— Aim —
In full and without alteration, repeat the material.

— Task data —
# # # # #

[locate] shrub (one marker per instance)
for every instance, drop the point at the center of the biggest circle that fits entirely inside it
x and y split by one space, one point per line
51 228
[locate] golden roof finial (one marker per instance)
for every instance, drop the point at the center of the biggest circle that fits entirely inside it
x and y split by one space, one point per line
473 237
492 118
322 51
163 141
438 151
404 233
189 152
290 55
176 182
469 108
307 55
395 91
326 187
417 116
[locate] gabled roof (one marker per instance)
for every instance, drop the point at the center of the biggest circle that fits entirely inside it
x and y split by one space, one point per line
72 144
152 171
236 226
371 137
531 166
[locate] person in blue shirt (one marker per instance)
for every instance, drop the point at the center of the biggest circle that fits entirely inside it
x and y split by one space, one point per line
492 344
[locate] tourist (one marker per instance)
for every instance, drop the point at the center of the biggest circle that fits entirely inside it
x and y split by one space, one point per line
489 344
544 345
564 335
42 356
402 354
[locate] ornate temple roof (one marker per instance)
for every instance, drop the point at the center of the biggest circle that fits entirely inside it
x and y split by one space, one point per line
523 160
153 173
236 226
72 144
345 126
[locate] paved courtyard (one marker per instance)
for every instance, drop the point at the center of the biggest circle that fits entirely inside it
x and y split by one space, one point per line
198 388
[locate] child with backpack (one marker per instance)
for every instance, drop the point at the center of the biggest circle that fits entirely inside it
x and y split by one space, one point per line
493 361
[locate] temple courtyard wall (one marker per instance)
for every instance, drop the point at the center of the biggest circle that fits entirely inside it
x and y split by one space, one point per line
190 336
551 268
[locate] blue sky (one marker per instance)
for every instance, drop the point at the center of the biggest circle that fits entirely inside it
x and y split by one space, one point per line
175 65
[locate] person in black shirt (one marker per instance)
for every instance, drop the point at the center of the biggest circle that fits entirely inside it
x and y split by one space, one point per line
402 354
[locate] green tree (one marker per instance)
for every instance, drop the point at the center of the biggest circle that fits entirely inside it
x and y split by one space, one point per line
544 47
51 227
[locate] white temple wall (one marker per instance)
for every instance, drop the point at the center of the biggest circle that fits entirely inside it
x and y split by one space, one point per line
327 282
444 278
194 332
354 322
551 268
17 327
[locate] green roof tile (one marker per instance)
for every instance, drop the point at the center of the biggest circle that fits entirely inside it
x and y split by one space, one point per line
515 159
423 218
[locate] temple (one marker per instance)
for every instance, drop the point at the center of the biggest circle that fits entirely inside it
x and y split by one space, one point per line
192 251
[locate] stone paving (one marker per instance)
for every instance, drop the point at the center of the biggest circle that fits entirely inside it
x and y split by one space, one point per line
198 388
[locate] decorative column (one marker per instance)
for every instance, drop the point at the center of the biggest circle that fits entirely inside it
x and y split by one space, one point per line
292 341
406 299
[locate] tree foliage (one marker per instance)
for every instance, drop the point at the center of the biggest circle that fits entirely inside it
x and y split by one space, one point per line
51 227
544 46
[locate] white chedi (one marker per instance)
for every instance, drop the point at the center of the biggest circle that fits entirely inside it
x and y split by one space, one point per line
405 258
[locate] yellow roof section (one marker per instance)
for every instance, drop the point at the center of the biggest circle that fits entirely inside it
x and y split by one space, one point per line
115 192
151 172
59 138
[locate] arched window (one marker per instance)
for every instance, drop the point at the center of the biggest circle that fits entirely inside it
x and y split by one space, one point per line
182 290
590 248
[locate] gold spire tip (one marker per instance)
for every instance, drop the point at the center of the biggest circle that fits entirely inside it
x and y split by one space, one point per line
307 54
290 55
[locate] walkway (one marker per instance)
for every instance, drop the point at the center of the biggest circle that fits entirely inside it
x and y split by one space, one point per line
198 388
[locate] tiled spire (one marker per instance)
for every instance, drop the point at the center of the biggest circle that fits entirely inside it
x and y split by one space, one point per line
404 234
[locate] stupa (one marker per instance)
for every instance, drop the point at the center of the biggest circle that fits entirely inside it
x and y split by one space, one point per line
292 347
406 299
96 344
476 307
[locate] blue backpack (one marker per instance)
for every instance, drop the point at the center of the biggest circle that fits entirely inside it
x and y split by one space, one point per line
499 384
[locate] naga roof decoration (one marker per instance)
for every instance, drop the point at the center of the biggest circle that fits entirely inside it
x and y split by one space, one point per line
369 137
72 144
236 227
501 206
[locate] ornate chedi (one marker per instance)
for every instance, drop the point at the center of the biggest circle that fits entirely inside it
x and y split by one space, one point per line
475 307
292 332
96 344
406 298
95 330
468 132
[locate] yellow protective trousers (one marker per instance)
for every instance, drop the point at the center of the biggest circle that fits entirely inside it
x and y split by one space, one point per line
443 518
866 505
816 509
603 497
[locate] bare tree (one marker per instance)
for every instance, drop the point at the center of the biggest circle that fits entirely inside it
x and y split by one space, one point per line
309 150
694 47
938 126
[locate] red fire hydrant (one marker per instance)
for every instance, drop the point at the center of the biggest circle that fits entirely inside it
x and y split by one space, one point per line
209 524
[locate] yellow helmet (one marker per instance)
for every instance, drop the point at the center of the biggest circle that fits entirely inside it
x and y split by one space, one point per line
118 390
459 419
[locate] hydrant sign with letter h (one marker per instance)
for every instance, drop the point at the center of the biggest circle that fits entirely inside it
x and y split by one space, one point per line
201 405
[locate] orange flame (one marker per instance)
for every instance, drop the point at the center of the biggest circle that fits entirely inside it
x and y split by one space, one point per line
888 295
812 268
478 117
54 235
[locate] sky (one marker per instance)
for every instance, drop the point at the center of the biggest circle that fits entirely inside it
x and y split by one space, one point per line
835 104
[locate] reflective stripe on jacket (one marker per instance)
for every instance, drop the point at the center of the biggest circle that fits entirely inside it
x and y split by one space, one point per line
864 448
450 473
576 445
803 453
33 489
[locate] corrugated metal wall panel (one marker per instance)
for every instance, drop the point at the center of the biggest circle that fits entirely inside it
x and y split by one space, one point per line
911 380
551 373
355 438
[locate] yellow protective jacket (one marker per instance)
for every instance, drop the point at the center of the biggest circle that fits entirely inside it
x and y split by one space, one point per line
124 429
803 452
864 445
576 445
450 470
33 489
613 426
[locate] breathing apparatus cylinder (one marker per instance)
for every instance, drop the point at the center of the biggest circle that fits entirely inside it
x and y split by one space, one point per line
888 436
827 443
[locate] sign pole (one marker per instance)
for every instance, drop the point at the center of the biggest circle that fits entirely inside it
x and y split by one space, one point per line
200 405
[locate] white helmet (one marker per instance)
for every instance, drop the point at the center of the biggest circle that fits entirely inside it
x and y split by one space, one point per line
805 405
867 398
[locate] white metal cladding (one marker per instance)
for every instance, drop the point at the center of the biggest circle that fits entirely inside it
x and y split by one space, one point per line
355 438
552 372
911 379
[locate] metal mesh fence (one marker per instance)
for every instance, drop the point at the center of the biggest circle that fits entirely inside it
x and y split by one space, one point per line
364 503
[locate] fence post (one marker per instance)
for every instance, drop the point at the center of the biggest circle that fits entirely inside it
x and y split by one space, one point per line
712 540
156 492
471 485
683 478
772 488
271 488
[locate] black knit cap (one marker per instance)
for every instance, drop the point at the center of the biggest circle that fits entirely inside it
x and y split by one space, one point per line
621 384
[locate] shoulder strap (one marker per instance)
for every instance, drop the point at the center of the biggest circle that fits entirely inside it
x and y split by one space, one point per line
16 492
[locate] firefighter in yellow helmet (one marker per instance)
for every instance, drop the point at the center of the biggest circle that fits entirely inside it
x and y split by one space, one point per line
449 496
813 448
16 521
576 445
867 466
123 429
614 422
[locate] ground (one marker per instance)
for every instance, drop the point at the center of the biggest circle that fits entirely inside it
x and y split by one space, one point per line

# # # # #

— Answer to the problem —
[locate] shrub (one marker per instance)
for every instance, drop the point at the center of the biggest circle that fits entirely inside it
x and y split by one space, one point per line
51 228
[locate] golden roof finial (one marker per instance)
for every instance, drop the point at the center of the biggest circle that fits entirely inside it
x and y split by one space, one point per line
473 237
492 118
322 51
163 141
438 151
404 233
189 152
290 55
176 182
469 108
307 55
395 91
326 187
417 116
[locate] gabled roof (one marker per instance)
for every instance, drop the point at the center of the biggest circle that fits entirely inside it
x and y split by one space, one point per line
72 144
152 171
236 226
371 137
531 166
[locate] person in blue shirt (one marker per instance)
for every instance, drop the point at the center of the biggest circle that fits entirely inside it
x and y split by one space, one point per line
492 344
[locate] tourist (one marker per instance)
for every instance, drop the point at the center of the biggest circle that fits entirely inside it
x and y split by one space, one point per line
489 344
544 345
564 335
42 356
402 354
[locate] ornate temple roof (one marker per instance)
for every instance, drop the point at the center of the biggest circle that fits entirely inside it
x and y split by one space, one point per line
523 160
153 173
236 226
72 144
345 126
[locate] paved courtyard (one marker per instance)
for every instance, drop the point at the center of the biggest circle that fits entirely inside it
x and y split by one space, one point per line
198 388
[locate] child with backpack (one marker per instance)
for every instance, drop the point at the center of the biggest circle that fits entirely inside it
x and y split by one space, one point per line
493 361
[locate] temple courtyard wall (one marker per instance)
for every instance, drop the point at the center of the biggest circle that fits entirely inside it
x and y split by one space, one point per line
190 336
551 268
[locate] blue sky (one marker per instance)
for every instance, drop the point at the center of the biggest circle that fits entirely inside it
x and y split by one space, one point per line
175 65
[locate] person in black shirt (one marker per instance)
for every instance, drop the point at the center of the biggest circle that fits entirely inside it
x and y split by one space, one point per line
402 354
[locate] green tree (one marker per instance)
for every instance, drop the point at the center of the biggest circle that fits entirely inside it
x and y split by one space, one point per line
544 47
51 227
[locate] white temple wall (one marker per instance)
for every instance, drop the point at the center of the biggest circle that fits entirely inside it
x and y split by one space, one point per line
327 282
444 278
194 332
354 322
551 268
17 327
[locate] green roof tile (one marker per instance)
for every instance, drop the point at the center of the biggest circle that fits entirely inside it
x and y split by one space, one point per line
515 159
423 218
[locate] temple (one marker per instance)
for every instance, drop the point at the center of the biggest circle that fits entirely inside it
x and y split by one space, one point per line
192 251
[locate] stone paving (one marker per instance)
for every instance, drop the point at the center of the biggest circle that fits entirely inside it
x and y split by one space, one point per line
198 388
[locate] decorative column (one marker per instance)
for every instance, drop the point at the center of the biggest circle that fits entirely inside it
x and y split by one space, one point per line
292 341
406 299
[locate] tree foliage (one marker per instance)
for every instance, drop the point at the center of the biggest circle that fits entirely inside it
x and y split by one space, one point per line
51 227
544 46
[locate] white chedi (one marker per instance)
for every instance, drop the point at the center of the biggest circle that fits entirely inside it
x and y split by one space, one point per line
405 258
[locate] yellow roof section (one marker per instance)
for every instance, drop the point at the center of the biggest circle that fits entirely inside it
x and y split by one space, one point per line
115 192
151 172
59 138
[locate] arched window (one marker per instance)
for every instance, drop the point at the center of the biggest circle that fits entirely inside it
x and y split by one space, one point per line
182 290
590 248
[locate] gold spire tip (one marker per instance)
for every instance, drop the point at the center of the biggest circle that fits entirely inside it
x and y split by one space, one point per line
307 54
290 55
[locate] walkway (one marker per instance)
for every instance, drop the point at the center of the biggest circle that fits entirely inside it
x and y split by one space, one point per line
198 388
[locate] tiled spire (one marker per instance)
for every instance, drop the point at the center of the biggest circle that fits entirely inside it
x and y split by one space, one point per line
404 234
[locate] stupa (one marker per instance)
for every instance, drop the point at the center of the biggest circle that fits entirely inside it
x and y split by one space, one point per line
292 347
406 299
96 344
476 307
[locate] blue backpack (one marker per instance)
for every instance, drop the point at the center of the biggest circle that fits entirely inside it
x and y split by one space, one point per line
499 384
[locate] naga roof decoration (one marker per instance)
for every instance, drop the point at the center of the biggest circle that fits entirely inside it
x and y split by one space, one point per line
369 137
72 144
236 227
501 206
[locate] ornate chedi (one marker per instance)
for every instance, drop the point at the center of the biggest circle that fits entirely inside it
x and y split by one space, one point per line
475 307
292 332
96 344
406 298
95 330
468 132
[locate] yellow protective trousers (one marker per instance)
for every instance, drop the point at the center of the biggest circle that fits entirely inside it
x and y split by one space, one point per line
443 518
866 505
816 509
603 497
[locate] bare tree (one marker per instance)
for every instance, drop the point at the center of the biggest circle that fits entirely inside it
x and y split by one space, one point per line
309 150
694 47
938 126
[locate] red fire hydrant (one marker per instance)
for every instance, drop the point at the center of the biggest circle that fits entirely inside it
x and y split by one space, one point per line
209 524
[locate] yellow helmet (one marker per instance)
for every instance, drop the point at the center of the biggest circle that fits entirely inside it
x and y split by one space, one point per line
118 390
459 419
[locate] hydrant sign with letter h (one marker per instance)
for every instance, drop the point at the center of the biggest circle that fits entirely inside it
x and y split by one space, one point per line
201 405
[locate] orange flame (one marker per instance)
for every instance, drop the point at the center of the biggest circle that fits entirely inside it
x and y split by one space, one point per line
888 295
812 268
478 117
54 235
[locate] sky (one marker per instance)
for every instance, drop the point at the center of the biggest circle that fits entirely inside it
x and y split by one space, one point per line
835 104
[locate] reflective stripe on jacket (one marker per instance)
for every instance, drop the point at the center of the biggest circle that fits entirely inside it
x and y split by one space, one point per line
864 448
450 473
576 445
803 453
33 489
[locate] corrugated metal wall panel (one marker per instance)
for every instance, drop the point at the center of the biggest circle that fits entirely inside it
x and y split by one space, one point per line
911 380
551 373
355 438
[locate] yellow protective jacket (one marker per instance)
for every instance, drop the point at the center of the biggest circle that fits entirely inside it
x and y split by one space, one point per line
124 429
803 452
864 445
576 445
450 470
33 489
613 426
[locate] breathing apparatus cylinder (one marker per instance)
for every instance, drop the point at the center of the biggest circle that fits entirely inside it
x and y split by one space, one point per line
888 436
827 443
[locate] sign pole (one marker per instance)
for every instance, drop the point at the center of the biggest circle that fits entirely inside it
x and y split by one space, one point per line
200 405
[locate] white helmet (one marker per instance)
for every instance, drop the point at the center of the biggest circle that fits entirely inside it
x and y split by one space, one point per line
805 405
867 398
[locate] white metal cladding (one marker per instance)
for every instance, drop the point at the center of the biggest circle that fits entirely inside it
x and y split by one space, one point per line
355 438
552 372
911 379
[locate] metal mesh fence (one marker per instance)
for every instance, drop the point at the center of the biggest circle that fits entirely inside it
x and y split by one space, one point per line
364 503
[locate] fence post (one marker per instance)
for every instance, drop the point at the center of the biggest circle that fits entirely inside it
x and y split by one space, one point per line
712 540
156 492
471 485
683 478
772 488
271 488
[locate] black knit cap (one marker per instance)
for every instance, drop the point at the center of the biggest circle that fits entirely inside it
x and y split by one space, one point per line
621 384
[locate] shoulder strap (one marker per instance)
for every instance, drop the point at the center of the biggest circle that fits entirely inside it
x and y split by one space, one point per line
16 492
[locate] firefighter in yellow helmet (one marker per instance)
for every instance, drop the point at the center of the biggest circle that fits entirely inside it
x and y split by one space, one point per line
449 496
813 448
16 521
576 445
867 466
123 429
614 422
[locate] ground (one marker per instance)
for every instance, drop the point at the center of the biggest circle that fits entirely inside it
x and y split by one space, one point per line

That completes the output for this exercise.